======== Given passage ========

1

I am having trouble matching the pattern, "This program cannot be run" whenever the phrase is broken over multiple lines, e.g.:

This program cannot be run

T
his program cannot be run

Thi
s program cannot be run

.
.

This pr
ogram cannot be run

The pattern can be split onto two lines at any point. I have tried using /m and /s as well as anchors and boundaries but I cannot get it to work. I am at a loss as to what I am doing wrong. I even tried using \s after every character and even that won't match! The pattern must be PCRE formatted.

user2249813
  • 25
  • 1
  • 4

3 Answers3

4

s and m won't help you here. They only change the behavior of . and anchors, respectively. Anchors and boundaries won't help either, because they only assert that something is at a certain position.

The problem with all those approaches is that a line break introduces one or two new characters into the string (\n, \r or \r\n, depending on your system). Therefore, you will would have to allow a line break at any possible point if you need a regex only solution:

/T[\r\n]*h[\r\n]*i[\r\n]*s[\r\n]* [\r\n]*p[\r\n]*.../

And so on.

If you can modify the input, it would be easier to remove line breaks first by replacing

/[\r\n]+/

with an empty string and then running the pattern you already have.

Martin Ender
  • 43,427
  • 11
  • 90
  • 130
  • @MikeM fair enough. I'm trying really hard, but I don't see a way to ensure that that isn't either really hacky or gets a lot uglier than what we already have. – Martin Ender Apr 19 '13 at 18:44
  • Unfortunately, this has to be regex only so it'll have to be messy but I tested this out and it works! I wish there were better resources online explaining the m and s and how those affect . Thank you. – user2249813 Apr 19 '13 at 19:15
  • @user2249813 have you had a look at www.regular-expressions.info? specifically [this page](http://www.regular-expressions.info/modifiers.html) – Martin Ender Apr 19 '13 at 19:34
2

If a newline character can appear at any point in the sought substring, you will need to add a corresponding character to match that newline in the regex.

======== Recorded information ========

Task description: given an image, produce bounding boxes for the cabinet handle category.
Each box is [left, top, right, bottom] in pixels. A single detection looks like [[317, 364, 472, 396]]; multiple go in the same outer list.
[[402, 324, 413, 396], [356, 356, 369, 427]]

========

▸ **Prompt A**:
In the regex thread, rewrite the stretch from "The problem with" through "you already have.", renaming "pattern" to "expression".
▸ **Prompt B**:
Which character sequences does the regex thread give as the possible forms of a line break?
▸ **Prompt C**:
Resume the regex thread after its last sentence and carry it on.

▸ **Exercise output A**:
The problem with all those approaches is that a line break introduces one or two new characters into the string (\n, \r or \r\n, depending on your system). Therefore, you will would have to allow a line break at any possible point if you need a regex only solution:

/T[\r\n]*h[\r\n]*i[\r\n]*s[\r\n]* [\r\n]*p[\r\n]*.../

And so on.

If you can modify the input, it would be easier to remove line breaks first by replacing

/[\r\n]+/

with an empty string and then running the expression you already have.

▸ **Exercise output B**:
\n, \r, \r\n

▸ **Exercise output C**:
Assuming the newline characters are always \n

T\n?h\n?i\n?s\n? \n?p\n?r\n?o\n?g\n?r\n?a\n?m\n? \n?c\n?a\n?n\n?n\n?o\n?t\n? \n?b\n?e\n? \n?r\n?u\n?n
MikeM
  • 13,156
  • 2
  • 34
  • 47
  • I think I understand why /s and /m weren't applicable and indeed this solution is a bit messy but I think I understand why it has to be done like this. I can't get it to match. I am also testing it with an online regex tester (sanity check) and that too will not match it. HTTP/1.1 200 OK. Accept-Ranges: bytes. Cache-control: max-age=86400. Content-Type: application/octet-stream. Date: Fri, 19 Apr 2013 15:40:15 GMT. X-Cache: HIT. . MZ............@........................................!..L.!Th is program cannot be run in DOS mode... $........n.zY..)Y..)Y..).An)X..)6yh)B..)6y) – user2249813 Apr 19 '13 at 18:41
  • http://bokehman.com/regex_checker and http://www.regexplanet.com/advanced/java/index.html Sample data - http://pastebin.com/c3pFEGV0 – user2249813 Apr 19 '13 at 18:45
  • @user2249813. Works fine for me at that first link, with the content in the question or the pastebin content. – MikeM Apr 19 '13 at 18:51
  • @user2249813. Proof! [http://imgur.com/XyWFUdQ](http://imgur.com/XyWFUdQ). (It only works with the RAW paste data from pastebin). – MikeM Apr 19 '13 at 19:25
0

so it looks horrible, and maybe someone can offer a better solution, here it is in python using the re.S flag

>>> a = """
... This pr
... ogram cannot be run"""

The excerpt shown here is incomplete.